═══ Exercise data

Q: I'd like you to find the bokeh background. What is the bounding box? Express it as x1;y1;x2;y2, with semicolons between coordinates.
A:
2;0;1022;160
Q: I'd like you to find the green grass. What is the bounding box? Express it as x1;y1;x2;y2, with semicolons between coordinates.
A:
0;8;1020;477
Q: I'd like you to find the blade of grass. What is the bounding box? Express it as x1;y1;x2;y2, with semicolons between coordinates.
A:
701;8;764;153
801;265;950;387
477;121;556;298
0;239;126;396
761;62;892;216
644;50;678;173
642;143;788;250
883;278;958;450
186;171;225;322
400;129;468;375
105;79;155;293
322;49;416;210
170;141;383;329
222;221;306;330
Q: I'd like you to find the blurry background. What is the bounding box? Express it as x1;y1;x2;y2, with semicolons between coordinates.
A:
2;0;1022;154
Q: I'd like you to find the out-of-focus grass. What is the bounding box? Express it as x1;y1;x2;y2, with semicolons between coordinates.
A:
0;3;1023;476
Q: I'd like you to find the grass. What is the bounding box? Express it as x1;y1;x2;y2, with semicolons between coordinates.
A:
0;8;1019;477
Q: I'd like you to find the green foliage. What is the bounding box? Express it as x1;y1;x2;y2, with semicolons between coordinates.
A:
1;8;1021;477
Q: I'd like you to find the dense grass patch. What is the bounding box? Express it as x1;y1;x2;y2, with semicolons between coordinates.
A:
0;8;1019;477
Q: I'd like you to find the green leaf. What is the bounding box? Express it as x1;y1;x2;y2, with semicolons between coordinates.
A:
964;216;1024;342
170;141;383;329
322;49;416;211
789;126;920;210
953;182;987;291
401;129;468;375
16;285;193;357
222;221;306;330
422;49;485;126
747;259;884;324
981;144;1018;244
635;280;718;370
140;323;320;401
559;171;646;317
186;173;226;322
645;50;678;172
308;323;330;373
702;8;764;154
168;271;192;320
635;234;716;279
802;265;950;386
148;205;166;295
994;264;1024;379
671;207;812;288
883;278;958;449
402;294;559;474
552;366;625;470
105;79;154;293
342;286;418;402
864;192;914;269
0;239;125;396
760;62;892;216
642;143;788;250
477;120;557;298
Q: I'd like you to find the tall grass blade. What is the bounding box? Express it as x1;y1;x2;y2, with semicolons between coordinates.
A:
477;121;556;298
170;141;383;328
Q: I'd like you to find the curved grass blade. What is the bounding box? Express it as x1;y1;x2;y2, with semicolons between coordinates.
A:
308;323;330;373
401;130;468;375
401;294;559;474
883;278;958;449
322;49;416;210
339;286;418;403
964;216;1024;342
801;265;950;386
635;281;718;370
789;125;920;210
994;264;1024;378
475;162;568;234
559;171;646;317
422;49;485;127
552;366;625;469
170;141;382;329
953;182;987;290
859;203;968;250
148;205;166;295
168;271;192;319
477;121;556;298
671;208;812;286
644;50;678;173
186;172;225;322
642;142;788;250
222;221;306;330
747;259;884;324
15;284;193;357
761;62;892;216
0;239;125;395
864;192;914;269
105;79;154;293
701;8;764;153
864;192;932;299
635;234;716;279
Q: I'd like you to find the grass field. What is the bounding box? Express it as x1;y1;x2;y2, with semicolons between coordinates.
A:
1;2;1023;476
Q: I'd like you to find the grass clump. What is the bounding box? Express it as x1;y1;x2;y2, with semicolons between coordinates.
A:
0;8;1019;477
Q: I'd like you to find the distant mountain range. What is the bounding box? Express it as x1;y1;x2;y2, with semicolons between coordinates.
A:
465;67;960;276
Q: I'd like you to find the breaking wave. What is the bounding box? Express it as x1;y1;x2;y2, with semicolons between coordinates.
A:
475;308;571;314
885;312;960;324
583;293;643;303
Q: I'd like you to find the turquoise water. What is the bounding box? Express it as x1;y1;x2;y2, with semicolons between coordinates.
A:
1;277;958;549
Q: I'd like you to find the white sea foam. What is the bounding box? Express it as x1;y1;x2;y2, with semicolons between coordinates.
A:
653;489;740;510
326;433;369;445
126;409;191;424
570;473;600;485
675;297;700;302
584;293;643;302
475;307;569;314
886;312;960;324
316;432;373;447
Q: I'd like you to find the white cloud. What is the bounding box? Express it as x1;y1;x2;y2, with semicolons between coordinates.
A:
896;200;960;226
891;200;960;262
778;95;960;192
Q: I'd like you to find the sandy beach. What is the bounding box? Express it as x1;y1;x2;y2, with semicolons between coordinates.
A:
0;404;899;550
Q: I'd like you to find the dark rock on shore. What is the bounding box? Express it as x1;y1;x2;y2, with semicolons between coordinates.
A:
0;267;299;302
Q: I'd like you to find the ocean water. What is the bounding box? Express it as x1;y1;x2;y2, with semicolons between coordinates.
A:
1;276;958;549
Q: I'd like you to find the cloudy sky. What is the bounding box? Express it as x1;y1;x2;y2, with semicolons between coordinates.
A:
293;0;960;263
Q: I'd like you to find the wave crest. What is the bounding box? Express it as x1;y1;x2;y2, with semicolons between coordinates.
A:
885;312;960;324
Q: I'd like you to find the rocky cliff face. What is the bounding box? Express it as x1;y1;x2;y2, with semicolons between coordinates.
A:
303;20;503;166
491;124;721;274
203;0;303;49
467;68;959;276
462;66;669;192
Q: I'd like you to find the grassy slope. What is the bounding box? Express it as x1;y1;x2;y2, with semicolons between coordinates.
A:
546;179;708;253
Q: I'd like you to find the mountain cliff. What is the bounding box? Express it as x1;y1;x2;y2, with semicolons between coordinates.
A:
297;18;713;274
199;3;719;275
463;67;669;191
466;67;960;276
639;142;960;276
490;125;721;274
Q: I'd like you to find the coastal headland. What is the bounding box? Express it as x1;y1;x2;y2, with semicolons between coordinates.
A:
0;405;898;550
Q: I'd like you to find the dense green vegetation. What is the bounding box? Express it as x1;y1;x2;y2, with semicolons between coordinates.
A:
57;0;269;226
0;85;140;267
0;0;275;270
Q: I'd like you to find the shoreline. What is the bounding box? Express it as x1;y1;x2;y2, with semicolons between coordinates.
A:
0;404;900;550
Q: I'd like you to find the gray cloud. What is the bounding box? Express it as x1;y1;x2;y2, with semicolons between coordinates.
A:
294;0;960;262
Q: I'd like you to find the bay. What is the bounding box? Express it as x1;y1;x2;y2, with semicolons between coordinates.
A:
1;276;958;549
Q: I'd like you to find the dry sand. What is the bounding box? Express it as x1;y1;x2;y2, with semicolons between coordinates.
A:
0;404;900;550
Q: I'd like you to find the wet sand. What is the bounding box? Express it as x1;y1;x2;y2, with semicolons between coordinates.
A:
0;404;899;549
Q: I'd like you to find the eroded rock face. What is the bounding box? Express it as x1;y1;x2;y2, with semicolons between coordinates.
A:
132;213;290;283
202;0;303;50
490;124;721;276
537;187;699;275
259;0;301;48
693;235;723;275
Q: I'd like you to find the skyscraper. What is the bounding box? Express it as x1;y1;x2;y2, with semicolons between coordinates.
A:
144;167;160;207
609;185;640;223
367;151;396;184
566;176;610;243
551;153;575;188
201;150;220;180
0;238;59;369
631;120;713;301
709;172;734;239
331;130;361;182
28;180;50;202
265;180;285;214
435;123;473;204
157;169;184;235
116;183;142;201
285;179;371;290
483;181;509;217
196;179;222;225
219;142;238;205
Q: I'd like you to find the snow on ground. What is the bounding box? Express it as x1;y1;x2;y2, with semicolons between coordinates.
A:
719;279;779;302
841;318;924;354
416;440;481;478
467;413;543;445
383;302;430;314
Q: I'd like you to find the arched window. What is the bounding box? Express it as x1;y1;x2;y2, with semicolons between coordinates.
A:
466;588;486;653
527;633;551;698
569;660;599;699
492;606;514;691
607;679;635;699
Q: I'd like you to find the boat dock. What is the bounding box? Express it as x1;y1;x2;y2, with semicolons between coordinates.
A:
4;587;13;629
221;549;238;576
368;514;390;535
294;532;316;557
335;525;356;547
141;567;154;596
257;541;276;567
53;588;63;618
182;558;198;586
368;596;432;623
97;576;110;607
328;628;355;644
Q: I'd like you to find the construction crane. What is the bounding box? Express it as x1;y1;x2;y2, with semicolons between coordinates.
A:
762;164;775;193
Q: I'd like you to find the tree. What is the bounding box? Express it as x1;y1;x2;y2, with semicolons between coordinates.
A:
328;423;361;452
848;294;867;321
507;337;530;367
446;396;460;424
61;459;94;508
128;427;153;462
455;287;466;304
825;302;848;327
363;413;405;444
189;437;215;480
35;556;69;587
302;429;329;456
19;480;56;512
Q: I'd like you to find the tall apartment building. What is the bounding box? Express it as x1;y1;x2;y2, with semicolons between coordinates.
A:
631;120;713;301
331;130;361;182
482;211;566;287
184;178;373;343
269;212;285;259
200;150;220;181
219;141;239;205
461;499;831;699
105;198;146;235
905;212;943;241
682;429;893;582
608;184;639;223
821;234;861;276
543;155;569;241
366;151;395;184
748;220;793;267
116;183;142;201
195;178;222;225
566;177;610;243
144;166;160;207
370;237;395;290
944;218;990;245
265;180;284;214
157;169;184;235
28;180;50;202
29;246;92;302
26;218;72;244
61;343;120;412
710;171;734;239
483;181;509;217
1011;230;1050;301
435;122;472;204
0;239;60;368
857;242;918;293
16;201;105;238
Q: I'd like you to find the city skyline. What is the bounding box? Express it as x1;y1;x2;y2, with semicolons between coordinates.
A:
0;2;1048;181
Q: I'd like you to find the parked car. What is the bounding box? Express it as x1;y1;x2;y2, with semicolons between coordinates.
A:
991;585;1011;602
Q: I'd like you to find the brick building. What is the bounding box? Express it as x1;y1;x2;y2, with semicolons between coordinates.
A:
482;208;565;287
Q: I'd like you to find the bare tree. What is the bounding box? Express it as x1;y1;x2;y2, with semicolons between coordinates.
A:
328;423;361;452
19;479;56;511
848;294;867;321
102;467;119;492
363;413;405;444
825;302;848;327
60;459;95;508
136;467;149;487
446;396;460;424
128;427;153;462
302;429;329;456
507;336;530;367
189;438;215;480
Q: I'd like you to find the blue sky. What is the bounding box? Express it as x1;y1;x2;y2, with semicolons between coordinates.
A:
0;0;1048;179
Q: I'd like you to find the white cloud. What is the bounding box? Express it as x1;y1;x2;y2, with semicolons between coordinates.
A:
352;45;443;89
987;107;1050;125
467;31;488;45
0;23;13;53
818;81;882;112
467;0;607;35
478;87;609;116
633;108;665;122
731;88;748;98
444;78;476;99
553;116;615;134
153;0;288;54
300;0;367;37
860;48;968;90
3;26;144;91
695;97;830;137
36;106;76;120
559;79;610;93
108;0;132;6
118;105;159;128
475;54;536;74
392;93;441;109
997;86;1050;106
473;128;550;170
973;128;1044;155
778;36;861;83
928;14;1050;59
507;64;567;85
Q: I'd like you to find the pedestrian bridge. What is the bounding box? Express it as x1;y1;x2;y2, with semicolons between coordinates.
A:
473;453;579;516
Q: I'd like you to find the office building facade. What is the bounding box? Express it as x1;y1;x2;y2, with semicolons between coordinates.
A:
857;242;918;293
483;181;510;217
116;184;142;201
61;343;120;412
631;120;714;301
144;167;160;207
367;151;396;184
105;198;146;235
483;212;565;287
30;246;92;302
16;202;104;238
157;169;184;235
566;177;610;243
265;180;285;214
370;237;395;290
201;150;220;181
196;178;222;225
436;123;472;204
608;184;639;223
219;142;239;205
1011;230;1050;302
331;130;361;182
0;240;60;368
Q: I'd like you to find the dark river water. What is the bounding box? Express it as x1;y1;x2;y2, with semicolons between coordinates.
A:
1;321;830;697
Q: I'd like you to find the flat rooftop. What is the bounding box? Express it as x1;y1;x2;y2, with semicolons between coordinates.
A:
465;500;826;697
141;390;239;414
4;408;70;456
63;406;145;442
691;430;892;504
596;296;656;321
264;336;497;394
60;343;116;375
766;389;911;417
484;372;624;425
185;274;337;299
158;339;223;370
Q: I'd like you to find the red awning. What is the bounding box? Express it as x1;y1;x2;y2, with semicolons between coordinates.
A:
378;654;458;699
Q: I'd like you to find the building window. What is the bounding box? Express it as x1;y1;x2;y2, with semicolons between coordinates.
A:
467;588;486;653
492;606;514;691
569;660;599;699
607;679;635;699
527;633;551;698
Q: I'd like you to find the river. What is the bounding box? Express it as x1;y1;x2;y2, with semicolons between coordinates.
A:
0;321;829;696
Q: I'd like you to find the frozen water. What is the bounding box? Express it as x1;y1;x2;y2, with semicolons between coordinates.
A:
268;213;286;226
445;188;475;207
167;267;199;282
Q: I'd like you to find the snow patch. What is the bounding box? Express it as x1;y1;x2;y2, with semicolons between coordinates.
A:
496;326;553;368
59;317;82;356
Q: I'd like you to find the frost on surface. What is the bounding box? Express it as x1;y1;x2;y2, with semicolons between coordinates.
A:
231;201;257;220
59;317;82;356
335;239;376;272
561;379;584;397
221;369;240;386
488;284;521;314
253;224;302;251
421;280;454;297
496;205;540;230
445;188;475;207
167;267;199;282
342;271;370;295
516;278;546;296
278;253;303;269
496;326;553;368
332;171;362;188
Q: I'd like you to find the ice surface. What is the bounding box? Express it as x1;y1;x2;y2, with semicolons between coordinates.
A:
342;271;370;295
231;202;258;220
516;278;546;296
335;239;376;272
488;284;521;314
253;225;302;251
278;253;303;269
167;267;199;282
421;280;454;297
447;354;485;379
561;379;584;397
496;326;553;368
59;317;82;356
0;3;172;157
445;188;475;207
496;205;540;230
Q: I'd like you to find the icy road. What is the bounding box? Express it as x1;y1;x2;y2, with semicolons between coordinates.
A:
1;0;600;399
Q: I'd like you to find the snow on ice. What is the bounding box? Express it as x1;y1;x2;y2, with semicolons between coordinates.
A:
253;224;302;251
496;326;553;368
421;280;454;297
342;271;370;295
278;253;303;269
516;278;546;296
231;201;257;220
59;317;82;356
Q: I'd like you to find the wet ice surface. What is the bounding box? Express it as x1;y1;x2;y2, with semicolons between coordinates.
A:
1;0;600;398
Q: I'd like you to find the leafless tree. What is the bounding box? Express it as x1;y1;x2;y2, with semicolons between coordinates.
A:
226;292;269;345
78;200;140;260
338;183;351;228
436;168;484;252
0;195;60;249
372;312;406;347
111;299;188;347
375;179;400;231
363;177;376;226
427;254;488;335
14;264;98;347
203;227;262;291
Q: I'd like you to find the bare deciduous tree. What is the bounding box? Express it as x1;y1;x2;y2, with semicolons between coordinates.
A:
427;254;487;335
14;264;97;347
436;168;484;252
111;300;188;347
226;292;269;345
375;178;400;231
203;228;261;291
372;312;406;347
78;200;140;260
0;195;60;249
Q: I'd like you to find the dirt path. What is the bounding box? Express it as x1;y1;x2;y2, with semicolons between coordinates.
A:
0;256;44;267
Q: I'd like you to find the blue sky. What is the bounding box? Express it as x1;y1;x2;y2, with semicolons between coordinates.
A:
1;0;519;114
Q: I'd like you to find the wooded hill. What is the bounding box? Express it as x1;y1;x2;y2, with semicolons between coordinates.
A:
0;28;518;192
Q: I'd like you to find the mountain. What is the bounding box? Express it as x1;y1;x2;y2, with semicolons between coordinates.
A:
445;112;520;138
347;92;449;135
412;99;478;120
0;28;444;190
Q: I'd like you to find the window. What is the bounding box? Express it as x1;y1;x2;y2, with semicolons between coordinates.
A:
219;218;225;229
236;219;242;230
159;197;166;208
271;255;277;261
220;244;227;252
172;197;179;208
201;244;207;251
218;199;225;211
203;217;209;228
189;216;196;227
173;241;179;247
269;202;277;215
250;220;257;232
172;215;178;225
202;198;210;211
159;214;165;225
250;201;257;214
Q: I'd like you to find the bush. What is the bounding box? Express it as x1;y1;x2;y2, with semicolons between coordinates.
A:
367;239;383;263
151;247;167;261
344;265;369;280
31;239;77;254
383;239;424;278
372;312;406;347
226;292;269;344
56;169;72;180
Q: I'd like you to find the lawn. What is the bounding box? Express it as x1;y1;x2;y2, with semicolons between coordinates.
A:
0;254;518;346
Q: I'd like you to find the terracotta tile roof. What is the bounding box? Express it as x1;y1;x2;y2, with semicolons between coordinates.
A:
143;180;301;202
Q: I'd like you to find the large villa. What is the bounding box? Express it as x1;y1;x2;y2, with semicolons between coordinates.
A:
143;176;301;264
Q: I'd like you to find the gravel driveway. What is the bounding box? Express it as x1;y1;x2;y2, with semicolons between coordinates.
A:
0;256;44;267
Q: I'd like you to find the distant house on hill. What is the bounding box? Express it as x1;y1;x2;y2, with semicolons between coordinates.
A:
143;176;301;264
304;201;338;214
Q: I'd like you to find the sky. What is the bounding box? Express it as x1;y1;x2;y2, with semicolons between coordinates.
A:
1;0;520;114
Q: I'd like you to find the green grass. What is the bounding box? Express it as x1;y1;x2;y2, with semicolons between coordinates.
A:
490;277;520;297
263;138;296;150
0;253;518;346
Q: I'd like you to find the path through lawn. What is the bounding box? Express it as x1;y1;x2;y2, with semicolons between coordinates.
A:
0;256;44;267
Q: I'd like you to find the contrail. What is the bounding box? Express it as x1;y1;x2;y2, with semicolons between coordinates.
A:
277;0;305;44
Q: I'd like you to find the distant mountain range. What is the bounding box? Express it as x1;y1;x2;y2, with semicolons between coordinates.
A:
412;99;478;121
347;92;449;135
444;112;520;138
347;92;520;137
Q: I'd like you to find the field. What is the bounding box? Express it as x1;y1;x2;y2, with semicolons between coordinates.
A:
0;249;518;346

══════

Could you return all lines from the records that include the word "dense"?

Solved problem:
Q: I'd like you to find the dense grass patch. What is the bounding box? Express it as x1;y1;x2;y2, with semicolons between coordinates.
Q: I'd like you to find the dense green vegetation. What is the bounding box? Express it as x1;y1;x2;y2, with semicolons between coordinates.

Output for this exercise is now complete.